Point localization data

____

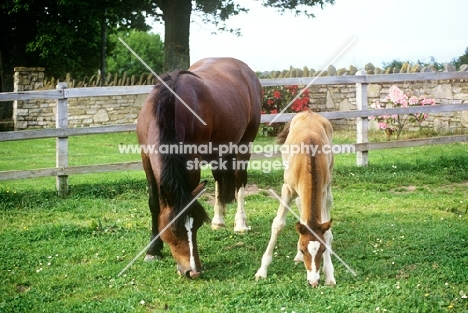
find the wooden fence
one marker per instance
(362, 146)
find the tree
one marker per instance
(461, 60)
(148, 46)
(62, 36)
(176, 16)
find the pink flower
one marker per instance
(396, 95)
(375, 104)
(413, 100)
(383, 125)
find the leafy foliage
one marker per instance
(462, 59)
(395, 123)
(64, 36)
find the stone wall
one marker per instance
(111, 110)
(328, 98)
(82, 112)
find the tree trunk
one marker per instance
(176, 15)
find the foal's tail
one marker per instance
(281, 137)
(174, 181)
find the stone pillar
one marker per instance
(25, 79)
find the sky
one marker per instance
(375, 31)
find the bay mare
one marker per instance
(226, 95)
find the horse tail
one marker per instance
(175, 182)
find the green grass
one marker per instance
(401, 224)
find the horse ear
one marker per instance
(326, 226)
(300, 228)
(199, 188)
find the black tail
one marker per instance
(174, 181)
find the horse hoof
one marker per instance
(241, 230)
(151, 258)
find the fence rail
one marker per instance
(361, 80)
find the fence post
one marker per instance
(361, 122)
(61, 121)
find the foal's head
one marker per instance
(312, 247)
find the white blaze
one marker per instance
(313, 275)
(189, 226)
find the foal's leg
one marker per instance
(276, 227)
(328, 268)
(299, 255)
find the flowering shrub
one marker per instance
(394, 124)
(275, 99)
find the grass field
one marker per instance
(401, 224)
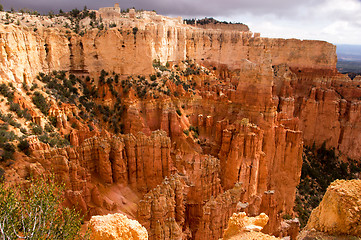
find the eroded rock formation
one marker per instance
(233, 142)
(242, 227)
(339, 210)
(116, 226)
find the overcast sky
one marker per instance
(336, 21)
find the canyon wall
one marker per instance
(250, 114)
(25, 52)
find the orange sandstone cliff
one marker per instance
(189, 159)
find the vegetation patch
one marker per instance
(320, 168)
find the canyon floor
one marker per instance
(177, 126)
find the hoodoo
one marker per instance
(175, 125)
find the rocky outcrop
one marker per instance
(90, 169)
(116, 226)
(242, 227)
(162, 210)
(25, 52)
(339, 211)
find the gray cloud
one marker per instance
(331, 20)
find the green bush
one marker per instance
(35, 213)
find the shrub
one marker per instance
(35, 213)
(41, 103)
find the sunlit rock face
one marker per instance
(185, 163)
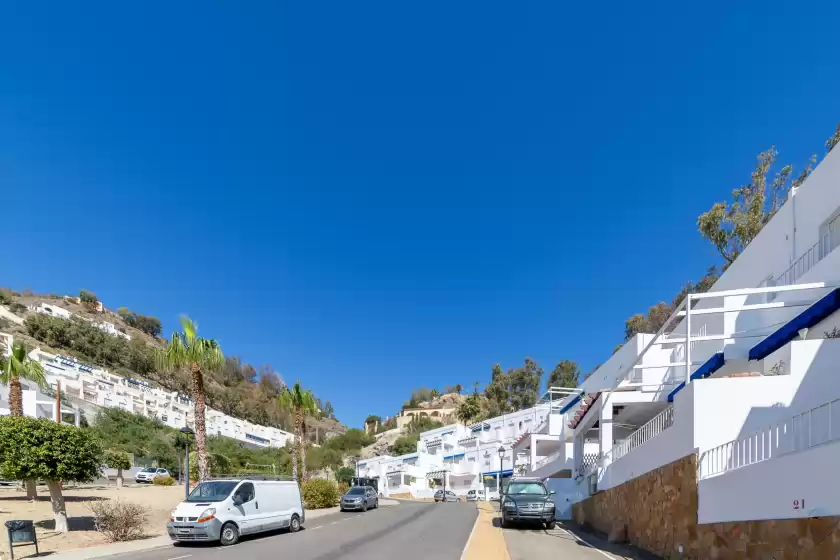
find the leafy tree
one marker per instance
(524, 384)
(300, 402)
(833, 140)
(345, 474)
(730, 227)
(89, 300)
(149, 325)
(564, 374)
(40, 449)
(188, 350)
(405, 444)
(497, 392)
(117, 460)
(17, 366)
(469, 409)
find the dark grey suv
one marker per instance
(527, 500)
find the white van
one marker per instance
(223, 510)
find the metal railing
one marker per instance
(645, 433)
(820, 249)
(548, 458)
(806, 430)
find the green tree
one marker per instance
(119, 460)
(299, 402)
(469, 409)
(404, 445)
(524, 384)
(564, 374)
(16, 367)
(345, 474)
(833, 140)
(498, 393)
(730, 227)
(40, 449)
(188, 350)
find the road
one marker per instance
(409, 531)
(563, 542)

____

● **The task**
The lines above that hold the word "green" are the ones to copy.

● **Task result**
find the green grass
find the green bush
find the green tree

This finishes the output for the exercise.